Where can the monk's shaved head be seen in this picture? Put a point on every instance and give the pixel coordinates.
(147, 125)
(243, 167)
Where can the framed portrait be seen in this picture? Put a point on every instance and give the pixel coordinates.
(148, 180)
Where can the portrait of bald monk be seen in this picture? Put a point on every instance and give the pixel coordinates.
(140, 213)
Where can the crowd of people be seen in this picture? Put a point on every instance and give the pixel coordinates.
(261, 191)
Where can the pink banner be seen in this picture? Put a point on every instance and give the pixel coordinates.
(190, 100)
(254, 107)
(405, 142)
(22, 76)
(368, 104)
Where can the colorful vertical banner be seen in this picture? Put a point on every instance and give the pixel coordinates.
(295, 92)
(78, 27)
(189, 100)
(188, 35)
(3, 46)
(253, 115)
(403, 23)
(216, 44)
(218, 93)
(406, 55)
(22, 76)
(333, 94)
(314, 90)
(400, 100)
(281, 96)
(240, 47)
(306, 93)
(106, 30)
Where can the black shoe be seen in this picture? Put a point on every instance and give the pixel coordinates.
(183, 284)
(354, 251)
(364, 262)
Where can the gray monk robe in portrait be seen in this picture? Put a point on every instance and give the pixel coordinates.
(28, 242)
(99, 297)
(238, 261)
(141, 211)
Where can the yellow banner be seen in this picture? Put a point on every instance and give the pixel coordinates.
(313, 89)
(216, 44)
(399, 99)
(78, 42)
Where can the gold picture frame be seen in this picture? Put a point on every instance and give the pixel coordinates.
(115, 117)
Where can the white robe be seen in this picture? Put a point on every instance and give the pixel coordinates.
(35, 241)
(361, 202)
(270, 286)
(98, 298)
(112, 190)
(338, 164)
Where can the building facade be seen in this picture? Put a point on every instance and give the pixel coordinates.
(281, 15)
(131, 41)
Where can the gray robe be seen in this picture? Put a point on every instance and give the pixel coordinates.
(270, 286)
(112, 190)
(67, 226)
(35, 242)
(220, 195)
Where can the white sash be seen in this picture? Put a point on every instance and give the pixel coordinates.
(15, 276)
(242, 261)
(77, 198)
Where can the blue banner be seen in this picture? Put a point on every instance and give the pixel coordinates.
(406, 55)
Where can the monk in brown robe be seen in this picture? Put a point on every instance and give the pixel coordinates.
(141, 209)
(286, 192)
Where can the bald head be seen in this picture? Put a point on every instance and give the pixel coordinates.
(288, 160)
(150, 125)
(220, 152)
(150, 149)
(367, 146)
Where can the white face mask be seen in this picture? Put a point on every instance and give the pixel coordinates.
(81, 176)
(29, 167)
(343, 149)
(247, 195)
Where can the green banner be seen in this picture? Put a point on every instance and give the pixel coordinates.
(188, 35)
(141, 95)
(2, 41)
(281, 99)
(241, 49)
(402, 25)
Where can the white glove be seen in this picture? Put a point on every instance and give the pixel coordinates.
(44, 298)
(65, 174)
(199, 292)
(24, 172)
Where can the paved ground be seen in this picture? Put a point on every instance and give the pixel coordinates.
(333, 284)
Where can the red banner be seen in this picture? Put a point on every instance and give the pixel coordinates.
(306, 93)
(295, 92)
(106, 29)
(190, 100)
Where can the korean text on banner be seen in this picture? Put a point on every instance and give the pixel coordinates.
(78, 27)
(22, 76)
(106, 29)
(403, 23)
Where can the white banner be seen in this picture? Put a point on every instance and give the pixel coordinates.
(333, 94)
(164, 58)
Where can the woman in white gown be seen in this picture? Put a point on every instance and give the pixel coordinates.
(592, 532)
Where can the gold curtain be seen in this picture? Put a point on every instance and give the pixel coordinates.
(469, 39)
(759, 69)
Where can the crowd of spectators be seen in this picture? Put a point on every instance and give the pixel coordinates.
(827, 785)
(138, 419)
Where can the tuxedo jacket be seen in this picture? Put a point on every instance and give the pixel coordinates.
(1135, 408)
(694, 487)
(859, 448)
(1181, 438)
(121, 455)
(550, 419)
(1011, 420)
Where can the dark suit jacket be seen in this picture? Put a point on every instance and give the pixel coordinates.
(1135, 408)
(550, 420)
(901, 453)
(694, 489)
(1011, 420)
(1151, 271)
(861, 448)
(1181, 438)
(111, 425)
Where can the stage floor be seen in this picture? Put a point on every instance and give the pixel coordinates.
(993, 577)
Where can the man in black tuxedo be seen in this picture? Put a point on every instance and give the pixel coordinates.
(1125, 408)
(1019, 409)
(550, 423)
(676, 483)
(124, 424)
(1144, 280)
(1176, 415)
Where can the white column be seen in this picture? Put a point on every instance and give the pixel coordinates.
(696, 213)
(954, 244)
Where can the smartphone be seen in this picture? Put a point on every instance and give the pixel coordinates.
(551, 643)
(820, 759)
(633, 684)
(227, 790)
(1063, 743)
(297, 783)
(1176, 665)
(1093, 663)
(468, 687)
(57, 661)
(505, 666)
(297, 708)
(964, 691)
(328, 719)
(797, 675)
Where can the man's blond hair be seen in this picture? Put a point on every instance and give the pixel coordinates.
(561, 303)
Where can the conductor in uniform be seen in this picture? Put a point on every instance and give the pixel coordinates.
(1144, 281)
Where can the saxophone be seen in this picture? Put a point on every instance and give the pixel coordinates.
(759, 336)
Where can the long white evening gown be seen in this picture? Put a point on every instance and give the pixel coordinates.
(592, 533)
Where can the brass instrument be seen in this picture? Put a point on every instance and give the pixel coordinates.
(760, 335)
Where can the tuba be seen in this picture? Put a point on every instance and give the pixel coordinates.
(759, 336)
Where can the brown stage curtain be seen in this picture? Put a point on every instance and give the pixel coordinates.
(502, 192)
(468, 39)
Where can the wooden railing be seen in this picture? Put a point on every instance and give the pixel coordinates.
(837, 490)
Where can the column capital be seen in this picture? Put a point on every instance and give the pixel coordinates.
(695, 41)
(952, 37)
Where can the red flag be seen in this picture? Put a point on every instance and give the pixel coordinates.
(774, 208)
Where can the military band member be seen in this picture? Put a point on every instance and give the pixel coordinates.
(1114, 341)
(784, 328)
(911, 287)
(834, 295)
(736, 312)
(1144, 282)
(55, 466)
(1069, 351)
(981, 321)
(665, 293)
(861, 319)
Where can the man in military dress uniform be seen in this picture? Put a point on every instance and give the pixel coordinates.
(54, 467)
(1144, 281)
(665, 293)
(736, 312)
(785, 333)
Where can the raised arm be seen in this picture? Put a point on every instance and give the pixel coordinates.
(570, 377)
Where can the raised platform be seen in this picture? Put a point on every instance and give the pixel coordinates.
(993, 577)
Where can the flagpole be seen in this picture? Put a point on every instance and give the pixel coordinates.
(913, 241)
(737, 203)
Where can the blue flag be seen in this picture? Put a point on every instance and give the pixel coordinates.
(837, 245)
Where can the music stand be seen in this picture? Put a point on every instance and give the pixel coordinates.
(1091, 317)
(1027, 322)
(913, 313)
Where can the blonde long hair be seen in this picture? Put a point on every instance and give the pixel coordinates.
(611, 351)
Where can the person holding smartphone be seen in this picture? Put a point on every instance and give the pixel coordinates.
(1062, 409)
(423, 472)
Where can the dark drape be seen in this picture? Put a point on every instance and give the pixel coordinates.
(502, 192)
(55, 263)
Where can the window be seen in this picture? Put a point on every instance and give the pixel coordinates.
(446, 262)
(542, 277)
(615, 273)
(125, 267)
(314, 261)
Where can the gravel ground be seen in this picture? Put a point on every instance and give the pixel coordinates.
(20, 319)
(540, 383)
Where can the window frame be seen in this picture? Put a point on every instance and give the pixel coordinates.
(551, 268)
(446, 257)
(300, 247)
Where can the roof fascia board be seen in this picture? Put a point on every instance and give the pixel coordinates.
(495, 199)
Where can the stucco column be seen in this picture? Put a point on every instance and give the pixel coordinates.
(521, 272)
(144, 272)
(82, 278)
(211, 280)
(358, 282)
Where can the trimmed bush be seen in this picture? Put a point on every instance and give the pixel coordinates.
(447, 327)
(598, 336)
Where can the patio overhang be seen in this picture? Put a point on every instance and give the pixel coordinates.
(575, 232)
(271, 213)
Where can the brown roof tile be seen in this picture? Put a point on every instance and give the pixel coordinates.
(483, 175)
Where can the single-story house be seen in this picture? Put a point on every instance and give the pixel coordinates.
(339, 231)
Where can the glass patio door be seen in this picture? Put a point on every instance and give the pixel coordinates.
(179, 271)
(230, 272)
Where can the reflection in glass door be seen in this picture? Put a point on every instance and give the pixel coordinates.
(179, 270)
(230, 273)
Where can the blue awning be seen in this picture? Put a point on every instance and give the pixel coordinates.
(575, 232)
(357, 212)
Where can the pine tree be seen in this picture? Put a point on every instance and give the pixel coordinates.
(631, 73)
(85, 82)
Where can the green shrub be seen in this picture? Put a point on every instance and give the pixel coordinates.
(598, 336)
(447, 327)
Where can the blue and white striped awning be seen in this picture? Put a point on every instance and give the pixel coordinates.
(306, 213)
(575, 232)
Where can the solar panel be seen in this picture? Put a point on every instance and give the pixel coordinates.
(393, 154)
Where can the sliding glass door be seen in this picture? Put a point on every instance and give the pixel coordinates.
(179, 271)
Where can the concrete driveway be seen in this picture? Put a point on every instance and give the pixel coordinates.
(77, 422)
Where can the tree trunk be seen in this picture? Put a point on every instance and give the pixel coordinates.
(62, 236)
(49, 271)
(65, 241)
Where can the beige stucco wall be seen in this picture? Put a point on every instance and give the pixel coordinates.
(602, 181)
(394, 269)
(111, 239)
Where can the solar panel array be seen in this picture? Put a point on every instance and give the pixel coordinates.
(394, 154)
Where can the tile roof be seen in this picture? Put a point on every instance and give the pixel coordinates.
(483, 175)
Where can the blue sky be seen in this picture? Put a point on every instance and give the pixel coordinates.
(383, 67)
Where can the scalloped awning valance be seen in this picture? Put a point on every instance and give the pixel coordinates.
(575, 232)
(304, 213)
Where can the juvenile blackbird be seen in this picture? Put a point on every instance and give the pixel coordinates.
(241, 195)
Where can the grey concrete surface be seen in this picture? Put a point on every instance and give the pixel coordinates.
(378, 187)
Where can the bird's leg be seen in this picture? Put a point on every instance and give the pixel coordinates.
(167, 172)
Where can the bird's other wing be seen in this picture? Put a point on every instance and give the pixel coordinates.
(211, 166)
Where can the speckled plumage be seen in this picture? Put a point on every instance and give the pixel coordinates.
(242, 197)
□ □ □
What this task involves: Transcribe only the trailing portion of the entries above: the line that contains "Where can the solar panel array" and each line after it.

Correct result:
Where can the solar panel array be seen in this picture? Put a point on every instance and give the pixel coordinates.
(394, 154)
Where can the tile roof be seen in this picture? Put a point on every instance and give the pixel coordinates.
(483, 175)
Where can the blue sky be seen in this picture? Put a point on every instance and give the pixel coordinates.
(383, 67)
Where can the scalloped awning valance be seen in this picture? Put a point on every instance and give the pixel coordinates.
(575, 232)
(304, 213)
Where can the juvenile blackbird be seen in this picture? Put a point on every instance and give the pixel coordinates.
(241, 195)
Where can the grey concrete surface be seen in this picture? Put a point on every instance and give the pixel coordinates.
(378, 187)
Where can the bird's leg be seen in this picture? Put a point on every instance and give the pixel coordinates.
(167, 172)
Where can the bird's other wing be seen in this picture? Put a point on every instance and give the pixel coordinates.
(211, 166)
Where can the speckled plumage be seen in this picture? Put a point on every instance and give the pixel coordinates.
(242, 197)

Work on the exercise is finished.